• What this exercise asks:
1 – Answer each question from the census outreach text.
(a) Which three things should social media posts share about the census?
(b) Which trusted partners does the text name for hosting an assistance center?
(c) At what web address can translated resources be found?
2 – Continue the text on community census outreach from where it stops.

• Excerpt provided:
Utilize Communications Opportunities for Census Education

Engage local mainstream and ethnic media in the 2020 Census and distribute census information via your organization’s newsletter, email lists, message boards, and whatever else you use to communicate with your members and clients. Use Facebook, Twitter, Instagram, Snapchat, WeChat, Whatsapp, and other platforms to share that the census is easy, secure, and vital to your community.

Set Up a Location Where People Can Get Information and Fill Out Their Forms You can set up assistance centers to help community members with their census questions and submitting their census forms. You can assist people at your own organization’s site, or you can work with trusted partners such as public libraries, schools, community centers, and more. Your assistance center can host events to raise awareness about the census, answer questions about the census, provide language assistance, share printed translated resources, and provide tablets or computers with internet access for submitting census forms. Be sure to access translated resources at www.countusin2020.org .

• Provided records:
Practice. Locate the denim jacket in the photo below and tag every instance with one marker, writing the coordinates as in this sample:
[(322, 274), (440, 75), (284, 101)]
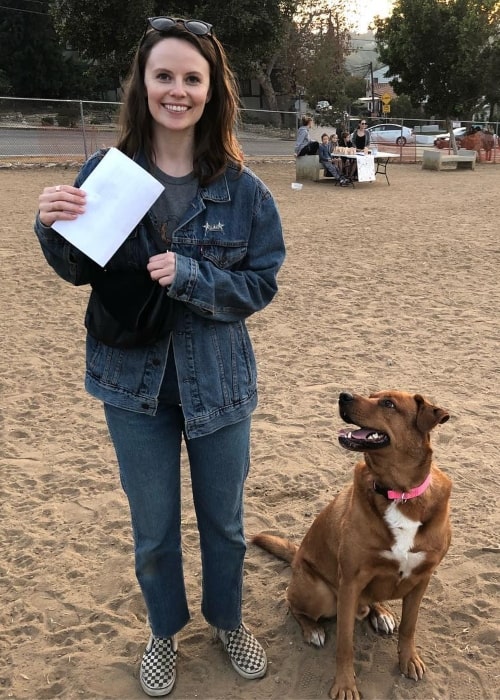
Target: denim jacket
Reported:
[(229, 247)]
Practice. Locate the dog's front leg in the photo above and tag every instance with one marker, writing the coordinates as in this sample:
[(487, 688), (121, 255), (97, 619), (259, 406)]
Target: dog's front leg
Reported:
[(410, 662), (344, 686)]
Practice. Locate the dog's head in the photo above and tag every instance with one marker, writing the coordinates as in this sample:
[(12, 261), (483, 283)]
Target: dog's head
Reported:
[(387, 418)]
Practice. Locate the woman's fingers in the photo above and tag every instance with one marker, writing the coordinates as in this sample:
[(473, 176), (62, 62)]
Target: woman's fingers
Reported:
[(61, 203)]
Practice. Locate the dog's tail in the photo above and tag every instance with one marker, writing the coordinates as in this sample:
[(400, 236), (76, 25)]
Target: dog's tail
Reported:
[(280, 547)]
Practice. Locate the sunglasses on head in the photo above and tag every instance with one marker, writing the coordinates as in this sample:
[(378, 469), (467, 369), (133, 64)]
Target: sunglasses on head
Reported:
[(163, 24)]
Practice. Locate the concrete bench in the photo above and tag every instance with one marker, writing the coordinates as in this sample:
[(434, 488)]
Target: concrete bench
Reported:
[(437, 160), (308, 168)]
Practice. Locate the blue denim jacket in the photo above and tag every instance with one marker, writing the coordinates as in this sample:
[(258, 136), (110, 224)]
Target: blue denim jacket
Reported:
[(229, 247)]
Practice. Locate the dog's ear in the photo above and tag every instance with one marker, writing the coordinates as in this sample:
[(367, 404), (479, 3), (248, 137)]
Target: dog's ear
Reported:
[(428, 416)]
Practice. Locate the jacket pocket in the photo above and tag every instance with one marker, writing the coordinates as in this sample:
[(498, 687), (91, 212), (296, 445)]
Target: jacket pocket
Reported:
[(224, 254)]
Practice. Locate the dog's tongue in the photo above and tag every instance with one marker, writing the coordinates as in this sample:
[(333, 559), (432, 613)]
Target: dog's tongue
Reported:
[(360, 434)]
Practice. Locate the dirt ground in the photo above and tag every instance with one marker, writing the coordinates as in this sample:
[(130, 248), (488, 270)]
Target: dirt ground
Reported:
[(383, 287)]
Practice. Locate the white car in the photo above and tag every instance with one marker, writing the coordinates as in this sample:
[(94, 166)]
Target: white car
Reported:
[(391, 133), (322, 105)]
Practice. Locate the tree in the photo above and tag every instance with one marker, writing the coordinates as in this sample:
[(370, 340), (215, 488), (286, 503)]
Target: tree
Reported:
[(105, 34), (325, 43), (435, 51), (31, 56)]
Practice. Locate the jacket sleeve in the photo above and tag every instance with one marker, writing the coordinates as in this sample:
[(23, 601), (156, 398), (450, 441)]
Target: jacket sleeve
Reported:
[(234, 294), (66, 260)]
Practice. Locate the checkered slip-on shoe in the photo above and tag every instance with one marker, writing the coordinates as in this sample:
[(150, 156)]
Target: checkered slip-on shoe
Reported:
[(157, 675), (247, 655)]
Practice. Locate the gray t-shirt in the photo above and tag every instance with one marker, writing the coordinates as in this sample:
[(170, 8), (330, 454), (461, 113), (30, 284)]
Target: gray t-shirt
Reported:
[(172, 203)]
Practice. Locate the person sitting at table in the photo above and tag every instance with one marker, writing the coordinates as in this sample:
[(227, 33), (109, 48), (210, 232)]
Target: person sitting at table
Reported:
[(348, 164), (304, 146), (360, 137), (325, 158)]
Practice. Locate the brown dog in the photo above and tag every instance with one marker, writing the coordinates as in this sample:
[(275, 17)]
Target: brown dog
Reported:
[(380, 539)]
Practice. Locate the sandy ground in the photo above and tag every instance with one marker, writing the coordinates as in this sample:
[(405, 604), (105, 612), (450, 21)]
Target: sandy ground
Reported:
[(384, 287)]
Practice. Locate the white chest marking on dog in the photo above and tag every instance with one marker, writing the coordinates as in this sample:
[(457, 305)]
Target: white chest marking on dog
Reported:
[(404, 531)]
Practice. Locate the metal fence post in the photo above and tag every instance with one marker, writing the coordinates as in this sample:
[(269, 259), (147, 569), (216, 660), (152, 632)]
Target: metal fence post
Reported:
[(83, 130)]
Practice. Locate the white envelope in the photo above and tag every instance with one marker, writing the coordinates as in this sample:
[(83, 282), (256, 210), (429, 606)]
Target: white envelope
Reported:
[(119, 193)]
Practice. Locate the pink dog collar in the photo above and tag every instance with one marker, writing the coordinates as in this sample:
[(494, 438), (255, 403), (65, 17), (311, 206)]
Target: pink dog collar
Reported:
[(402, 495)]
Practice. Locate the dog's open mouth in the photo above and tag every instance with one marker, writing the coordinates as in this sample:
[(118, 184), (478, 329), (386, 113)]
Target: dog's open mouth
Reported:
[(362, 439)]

--

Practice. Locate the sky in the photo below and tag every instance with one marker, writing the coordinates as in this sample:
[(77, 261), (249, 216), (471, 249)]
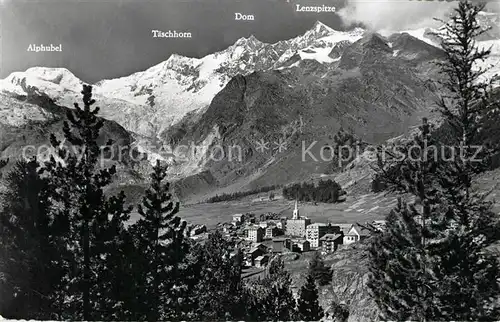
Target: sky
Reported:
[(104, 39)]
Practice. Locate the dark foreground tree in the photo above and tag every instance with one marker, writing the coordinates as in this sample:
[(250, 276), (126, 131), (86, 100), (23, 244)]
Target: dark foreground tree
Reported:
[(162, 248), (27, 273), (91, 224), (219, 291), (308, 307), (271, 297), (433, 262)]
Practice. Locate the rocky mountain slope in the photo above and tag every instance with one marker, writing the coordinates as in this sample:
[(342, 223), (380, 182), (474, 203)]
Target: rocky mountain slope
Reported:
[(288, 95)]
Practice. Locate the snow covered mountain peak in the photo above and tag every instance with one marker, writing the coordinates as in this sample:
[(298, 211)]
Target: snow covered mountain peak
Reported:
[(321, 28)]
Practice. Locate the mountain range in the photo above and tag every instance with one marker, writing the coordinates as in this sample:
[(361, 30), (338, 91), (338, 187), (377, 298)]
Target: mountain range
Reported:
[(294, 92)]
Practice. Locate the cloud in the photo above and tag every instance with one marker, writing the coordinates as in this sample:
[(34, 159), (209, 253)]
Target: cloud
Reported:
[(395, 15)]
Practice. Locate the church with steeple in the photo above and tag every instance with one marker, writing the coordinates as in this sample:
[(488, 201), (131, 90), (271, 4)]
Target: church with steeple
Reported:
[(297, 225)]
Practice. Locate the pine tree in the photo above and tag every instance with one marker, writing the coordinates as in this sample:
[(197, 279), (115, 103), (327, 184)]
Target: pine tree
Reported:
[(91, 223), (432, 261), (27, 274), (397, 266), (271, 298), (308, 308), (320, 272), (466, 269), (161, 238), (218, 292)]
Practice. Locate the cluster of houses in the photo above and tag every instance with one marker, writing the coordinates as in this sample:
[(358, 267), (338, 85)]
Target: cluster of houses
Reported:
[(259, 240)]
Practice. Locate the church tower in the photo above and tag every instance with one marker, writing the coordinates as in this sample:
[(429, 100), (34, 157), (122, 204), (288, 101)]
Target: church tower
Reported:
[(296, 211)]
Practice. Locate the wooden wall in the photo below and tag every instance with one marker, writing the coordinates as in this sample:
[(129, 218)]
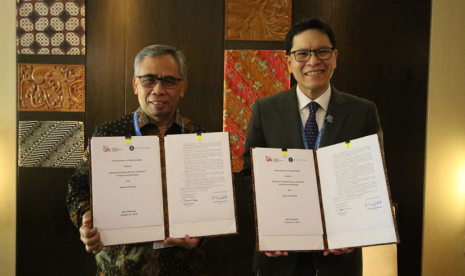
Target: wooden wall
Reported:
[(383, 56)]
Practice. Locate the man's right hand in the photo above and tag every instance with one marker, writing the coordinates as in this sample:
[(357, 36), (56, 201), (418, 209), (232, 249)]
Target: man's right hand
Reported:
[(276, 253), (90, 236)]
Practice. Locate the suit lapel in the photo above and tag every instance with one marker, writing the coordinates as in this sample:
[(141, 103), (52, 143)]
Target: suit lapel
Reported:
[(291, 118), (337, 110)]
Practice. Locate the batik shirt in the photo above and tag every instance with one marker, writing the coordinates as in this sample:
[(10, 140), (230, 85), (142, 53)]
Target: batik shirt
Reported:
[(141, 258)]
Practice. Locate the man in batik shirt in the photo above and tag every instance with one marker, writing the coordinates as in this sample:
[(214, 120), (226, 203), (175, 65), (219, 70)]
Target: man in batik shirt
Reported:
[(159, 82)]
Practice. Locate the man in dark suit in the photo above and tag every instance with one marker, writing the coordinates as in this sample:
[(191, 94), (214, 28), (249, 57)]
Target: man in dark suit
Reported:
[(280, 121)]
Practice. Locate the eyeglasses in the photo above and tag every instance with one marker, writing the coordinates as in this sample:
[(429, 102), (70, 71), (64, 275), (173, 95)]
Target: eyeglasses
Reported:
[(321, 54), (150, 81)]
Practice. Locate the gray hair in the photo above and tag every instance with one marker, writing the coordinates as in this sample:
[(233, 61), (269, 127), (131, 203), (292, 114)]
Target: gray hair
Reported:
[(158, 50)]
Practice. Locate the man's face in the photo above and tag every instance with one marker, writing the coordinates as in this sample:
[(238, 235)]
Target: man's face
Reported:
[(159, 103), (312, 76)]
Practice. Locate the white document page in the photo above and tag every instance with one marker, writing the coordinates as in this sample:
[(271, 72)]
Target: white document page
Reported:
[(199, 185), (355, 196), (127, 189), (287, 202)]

• Expected results:
1 –
(a) That the census is easy, secure, and vital to your community.
(b) Public libraries, schools, and community centers.
(c) www.countusin2020.org

2 –
Become a Census Bureau Partner

Census Bureau Partners are census ambassadors that help create awareness about the importance of participating in the census. Census Bureau Partners can engage in a variety of ways – from sharing Census Bureau information and messaging, to hosting a

workshop, to encouraging community members to apply for jobs with the Bureau. To become a Census Bureau Partner, contact the 2020 Census Partnership Program at census.partners@census.gov, or contact your regional census office:

Atlanta.rcc.partnership@2020census.gov

Chicago.rcc.partnership@2020census.gov

Dallas.rcc.partnership@2020census.gov

Los.Angeles.rcc.partnership@2020census.gov

New.York.rcc.partnership@2020census.gov

Philadelphia.rcc.partnership@2020census.gov

Plan Your Own Outreach Events

Not all educational events have to be large-scale productions. It can be as simple as inviting a few people to your office for a brown bag lunch. You can also incorporate census outreach and education into your existing programming and services, such as clinics, membership meetings, information sessions, classes, and more, by handing out resources or helping people fill out their forms. If you have more time, resources, and capacity, you can build energy and enthusiasm through a larger event and organize a block party, campus event, or a house party.

Help Educate People About Legal Protections

Federal law protects the confidentiality of census responses. Some individuals are unaware of these protections. You can share know-your-rights information and materials with members of the public throughout your census outreach. Under Title 13 of the U.S. Code, individual responses cannot be shared with the public, other federal agencies, or state and local governments. Data cannot be used for any purposes other than statistical analysis, and data cannot be used to the detriment of respondents.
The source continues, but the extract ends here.